• Texto para análise:
========================================

Marcelo Marques, presidente do Sindicato Empresarial de Hospedagem e Alimentação de Alagoas (Sindhal/AL), relata que visitantes se assustam com a presença crescente de pessoas em situação de rua e com dependência química. “Esse assédio tem se tornado bastante frequente, principalmente nas ruas atrás da orla da Pajuçara e Ponta Verde. Às vezes, há intromissão na entrada dos estabelecimentos, incluindo bares, restaurantes e hotéis”, destaca.
Estimativa de mais de 5 mil pessoas nas ruas
Segundo o Movimento Nacional da População em Situação de Rua (MNPR), Maceió tem mais de 5 mil pessoas vivendo nas ruas. A coordenadora do movimento, Rafaelly Machado, explica que os bairros com maior concentração são Centro, Farol, Pajuçara, Ponta Verde, Jatiúca e Benedito Bentes.
“O maior número está no Centro, mas a situação também é alarmante nas imediações do viaduto da federal e no Benedito Bentes. Os equipamentos ofertados não comportam a quantidade de pessoas”, afirma.

========================================

• O que fazer: Edite o trecho do texto sobre pessoas em situação de rua que vai de "Marcelo Marques, presidente" até "e Benedito Bentes.", substituindo "Maceió" por "a capital alagoana". Os dados têm outra origem e não se ligam ao texto.

• Entradas do conjunto de dados:
========================================

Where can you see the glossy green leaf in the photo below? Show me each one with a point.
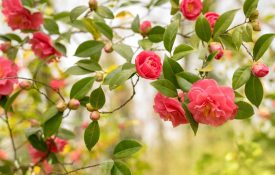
(203, 29)
(89, 48)
(120, 168)
(165, 87)
(241, 76)
(261, 45)
(254, 90)
(77, 11)
(245, 110)
(169, 36)
(97, 98)
(224, 22)
(91, 135)
(81, 88)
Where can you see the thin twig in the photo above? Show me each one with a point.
(127, 101)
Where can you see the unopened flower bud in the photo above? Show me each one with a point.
(254, 15)
(145, 27)
(93, 5)
(95, 115)
(99, 76)
(61, 106)
(216, 47)
(73, 104)
(256, 26)
(89, 107)
(25, 85)
(259, 70)
(4, 47)
(108, 48)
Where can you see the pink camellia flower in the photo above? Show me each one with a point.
(210, 103)
(169, 109)
(216, 47)
(3, 155)
(43, 47)
(260, 70)
(145, 27)
(54, 146)
(191, 9)
(7, 69)
(211, 18)
(148, 65)
(57, 84)
(19, 17)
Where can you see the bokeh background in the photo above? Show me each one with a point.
(244, 147)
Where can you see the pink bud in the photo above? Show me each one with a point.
(145, 27)
(95, 115)
(216, 47)
(73, 104)
(260, 70)
(25, 85)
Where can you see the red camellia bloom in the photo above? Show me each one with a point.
(191, 9)
(145, 27)
(212, 18)
(260, 70)
(7, 69)
(169, 109)
(43, 47)
(54, 146)
(211, 104)
(148, 65)
(216, 47)
(19, 17)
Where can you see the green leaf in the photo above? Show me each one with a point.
(170, 69)
(76, 70)
(203, 29)
(261, 45)
(181, 51)
(81, 88)
(77, 11)
(224, 22)
(11, 99)
(121, 76)
(170, 36)
(249, 6)
(124, 50)
(120, 168)
(254, 90)
(241, 76)
(97, 98)
(146, 44)
(126, 148)
(156, 34)
(105, 12)
(89, 48)
(89, 65)
(105, 29)
(186, 79)
(245, 110)
(136, 24)
(165, 87)
(194, 125)
(51, 126)
(91, 135)
(34, 136)
(51, 26)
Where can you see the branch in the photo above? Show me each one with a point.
(127, 101)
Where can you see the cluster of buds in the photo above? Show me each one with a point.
(254, 20)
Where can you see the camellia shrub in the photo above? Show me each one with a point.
(185, 97)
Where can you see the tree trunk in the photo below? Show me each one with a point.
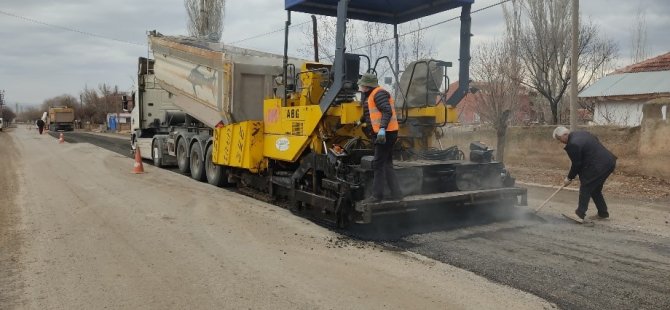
(554, 111)
(501, 133)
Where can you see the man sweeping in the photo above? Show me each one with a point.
(592, 162)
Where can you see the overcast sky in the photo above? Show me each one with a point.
(104, 38)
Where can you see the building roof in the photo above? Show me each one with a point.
(658, 63)
(629, 84)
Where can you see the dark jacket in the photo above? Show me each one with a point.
(590, 159)
(383, 104)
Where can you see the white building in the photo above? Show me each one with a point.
(618, 97)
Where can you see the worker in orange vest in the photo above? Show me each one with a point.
(380, 113)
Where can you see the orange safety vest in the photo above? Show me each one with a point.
(376, 115)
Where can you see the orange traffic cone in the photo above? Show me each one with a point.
(138, 167)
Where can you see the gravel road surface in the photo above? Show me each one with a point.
(79, 231)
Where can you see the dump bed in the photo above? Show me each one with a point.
(61, 115)
(214, 82)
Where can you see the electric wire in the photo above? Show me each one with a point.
(90, 34)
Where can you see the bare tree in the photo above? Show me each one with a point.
(545, 52)
(7, 114)
(205, 18)
(639, 43)
(496, 68)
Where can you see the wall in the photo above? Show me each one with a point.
(654, 148)
(640, 150)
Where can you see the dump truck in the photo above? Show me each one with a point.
(286, 129)
(60, 119)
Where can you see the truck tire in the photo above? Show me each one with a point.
(155, 149)
(182, 157)
(197, 164)
(216, 175)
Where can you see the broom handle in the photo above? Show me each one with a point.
(552, 196)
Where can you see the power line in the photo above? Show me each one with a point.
(90, 34)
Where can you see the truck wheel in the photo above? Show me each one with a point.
(216, 175)
(155, 150)
(197, 164)
(182, 157)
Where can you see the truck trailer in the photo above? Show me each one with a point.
(287, 129)
(60, 118)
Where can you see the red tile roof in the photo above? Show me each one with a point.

========================================

• Sua resposta:
Marcelo Marques, presidente do Sindicato Empresarial de Hospedagem e Alimentação de Alagoas (Sindhal/AL), relata que visitantes se assustam com a presença crescente de pessoas em situação de rua e com dependência química. “Esse assédio tem se tornado bastante frequente, principalmente nas ruas atrás da orla da Pajuçara e Ponta Verde. Às vezes, há intromissão na entrada dos estabelecimentos, incluindo bares, restaurantes e hotéis”, destaca.
Estimativa de mais de 5 mil pessoas nas ruas
Segundo o Movimento Nacional da População em Situação de Rua (MNPR), a capital alagoana tem mais de 5 mil pessoas vivendo nas ruas. A coordenadora do movimento, Rafaelly Machado, explica que os bairros com maior concentração são Centro, Farol, Pajuçara, Ponta Verde, Jatiúca e Benedito Bentes.